= TASK DESCRIPTION =
If an entry holds a picture, leave the picture out and output everything else exactly.

RECORDS PROVIDED START

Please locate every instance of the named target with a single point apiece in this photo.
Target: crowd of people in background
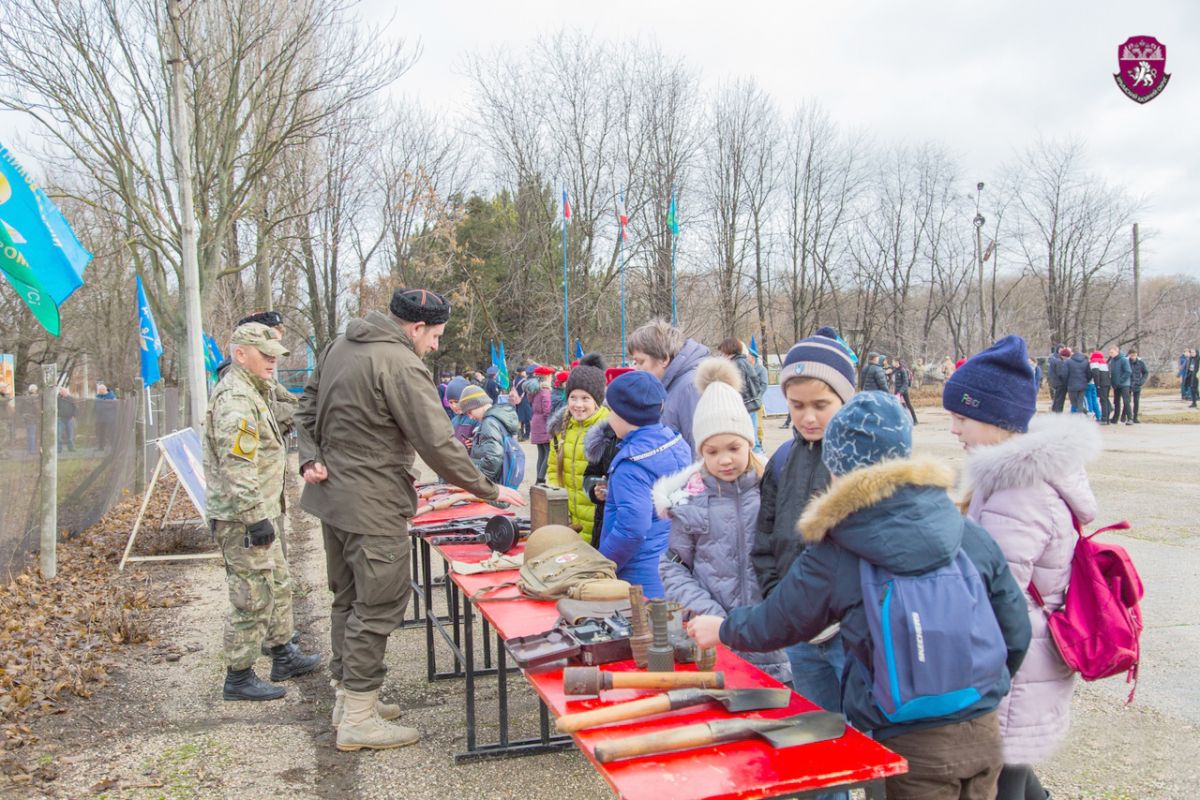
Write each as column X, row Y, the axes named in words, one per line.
column 23, row 414
column 1107, row 386
column 665, row 473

RECORDS PROVIDED END

= RESULT OF THIS EXERCISE =
Please locate every instance of the named target with a single point apiece in this photo.
Target: crowd of people in background
Write each as column X, row Y, the axes named in words, one per line.
column 23, row 414
column 1107, row 386
column 665, row 473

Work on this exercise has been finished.